[Saved entries]
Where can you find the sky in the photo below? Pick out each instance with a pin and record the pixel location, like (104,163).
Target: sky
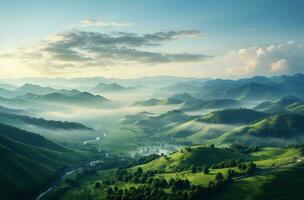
(135,38)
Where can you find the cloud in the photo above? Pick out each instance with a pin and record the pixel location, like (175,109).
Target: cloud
(279,66)
(274,59)
(83,50)
(94,22)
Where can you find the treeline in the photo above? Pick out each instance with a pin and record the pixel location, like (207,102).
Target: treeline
(160,188)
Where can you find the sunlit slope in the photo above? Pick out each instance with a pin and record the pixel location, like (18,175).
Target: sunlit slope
(29,161)
(275,130)
(284,182)
(199,156)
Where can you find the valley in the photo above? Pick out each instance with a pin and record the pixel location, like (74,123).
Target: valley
(101,141)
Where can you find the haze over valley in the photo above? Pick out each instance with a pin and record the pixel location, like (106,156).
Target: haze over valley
(170,100)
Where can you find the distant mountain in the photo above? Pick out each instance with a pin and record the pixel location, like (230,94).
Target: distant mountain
(233,116)
(173,100)
(112,87)
(211,104)
(34,89)
(185,97)
(254,91)
(275,130)
(280,105)
(255,88)
(30,158)
(10,110)
(157,125)
(181,87)
(19,120)
(129,119)
(81,98)
(7,86)
(157,102)
(6,93)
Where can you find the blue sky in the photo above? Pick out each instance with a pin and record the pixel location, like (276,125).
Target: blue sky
(225,26)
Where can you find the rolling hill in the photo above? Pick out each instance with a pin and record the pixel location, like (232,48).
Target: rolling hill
(29,162)
(23,120)
(285,104)
(157,102)
(277,130)
(210,104)
(80,98)
(34,89)
(112,87)
(233,116)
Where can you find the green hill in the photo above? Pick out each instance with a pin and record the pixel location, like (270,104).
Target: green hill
(284,129)
(29,162)
(199,156)
(173,176)
(211,104)
(233,116)
(113,87)
(285,104)
(23,120)
(157,102)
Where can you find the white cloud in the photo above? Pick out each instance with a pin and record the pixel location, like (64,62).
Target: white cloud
(99,23)
(279,66)
(274,59)
(86,52)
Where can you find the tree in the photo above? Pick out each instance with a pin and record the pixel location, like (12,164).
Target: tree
(109,190)
(193,169)
(97,184)
(219,176)
(251,168)
(206,170)
(139,170)
(230,175)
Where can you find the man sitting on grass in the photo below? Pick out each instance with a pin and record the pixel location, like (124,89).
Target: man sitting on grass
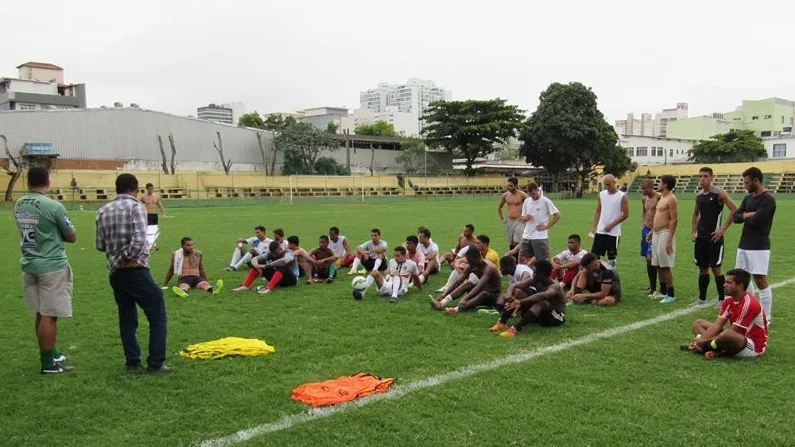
(747,335)
(542,303)
(186,263)
(481,279)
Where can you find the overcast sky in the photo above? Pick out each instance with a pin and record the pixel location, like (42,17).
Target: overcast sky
(638,56)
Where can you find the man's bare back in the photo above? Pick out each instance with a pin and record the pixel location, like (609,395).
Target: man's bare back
(662,214)
(514,199)
(650,208)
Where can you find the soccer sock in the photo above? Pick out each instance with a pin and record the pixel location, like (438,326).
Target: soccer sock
(252,276)
(356,263)
(703,285)
(275,279)
(766,298)
(243,261)
(719,280)
(47,358)
(652,272)
(369,282)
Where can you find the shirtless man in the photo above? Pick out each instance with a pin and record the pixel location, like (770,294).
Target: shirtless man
(663,245)
(466,239)
(542,302)
(514,198)
(649,201)
(186,263)
(152,202)
(481,279)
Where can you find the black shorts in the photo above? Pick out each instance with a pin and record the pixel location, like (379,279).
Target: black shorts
(550,318)
(192,280)
(605,244)
(370,263)
(707,253)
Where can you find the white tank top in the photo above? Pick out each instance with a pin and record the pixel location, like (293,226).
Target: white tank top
(611,210)
(337,247)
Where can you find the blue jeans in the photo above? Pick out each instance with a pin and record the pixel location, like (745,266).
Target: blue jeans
(132,287)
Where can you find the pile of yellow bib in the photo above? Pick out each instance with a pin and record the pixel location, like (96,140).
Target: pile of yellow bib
(228,347)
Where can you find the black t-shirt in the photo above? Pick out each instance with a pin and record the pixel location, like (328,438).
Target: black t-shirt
(756,230)
(710,212)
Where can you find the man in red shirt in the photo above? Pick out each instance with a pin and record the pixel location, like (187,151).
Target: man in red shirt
(747,336)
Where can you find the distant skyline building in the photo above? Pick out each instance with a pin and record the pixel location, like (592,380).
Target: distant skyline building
(412,97)
(40,85)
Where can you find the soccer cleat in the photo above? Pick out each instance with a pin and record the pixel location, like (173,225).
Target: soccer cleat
(499,326)
(179,292)
(56,369)
(510,333)
(219,285)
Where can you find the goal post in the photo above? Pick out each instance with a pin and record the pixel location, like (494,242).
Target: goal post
(337,186)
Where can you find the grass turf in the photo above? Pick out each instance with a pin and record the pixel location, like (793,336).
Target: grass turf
(633,389)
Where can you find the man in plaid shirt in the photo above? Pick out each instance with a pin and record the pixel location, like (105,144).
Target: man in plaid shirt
(121,234)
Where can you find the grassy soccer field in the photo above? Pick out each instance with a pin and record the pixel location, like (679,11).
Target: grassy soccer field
(635,388)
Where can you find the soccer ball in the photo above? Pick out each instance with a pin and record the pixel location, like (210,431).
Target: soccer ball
(359,283)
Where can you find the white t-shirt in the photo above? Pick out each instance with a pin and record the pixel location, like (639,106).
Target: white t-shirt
(540,209)
(611,210)
(568,256)
(337,247)
(428,251)
(521,269)
(369,246)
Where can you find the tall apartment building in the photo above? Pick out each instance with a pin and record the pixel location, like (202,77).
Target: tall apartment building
(412,97)
(40,85)
(648,126)
(228,113)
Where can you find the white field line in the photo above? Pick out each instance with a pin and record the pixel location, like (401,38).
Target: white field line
(399,391)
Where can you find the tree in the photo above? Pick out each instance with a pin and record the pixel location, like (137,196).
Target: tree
(15,174)
(736,146)
(471,129)
(252,119)
(377,129)
(568,131)
(302,144)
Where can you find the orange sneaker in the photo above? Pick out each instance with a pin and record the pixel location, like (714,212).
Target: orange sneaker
(500,326)
(510,333)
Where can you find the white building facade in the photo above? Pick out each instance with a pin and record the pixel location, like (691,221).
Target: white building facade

### Exercise requirements
Only lines containing "below" belong in the answer; copy every such line from the records.

### Answer space
Where can you find the sky in the photo below? Pick out each instance with a pin and record the pixel location, like (104,163).
Where can you find the man sitting on grass in the photo below? Pick out each instance with a pin and record the pixel location, like (124,89).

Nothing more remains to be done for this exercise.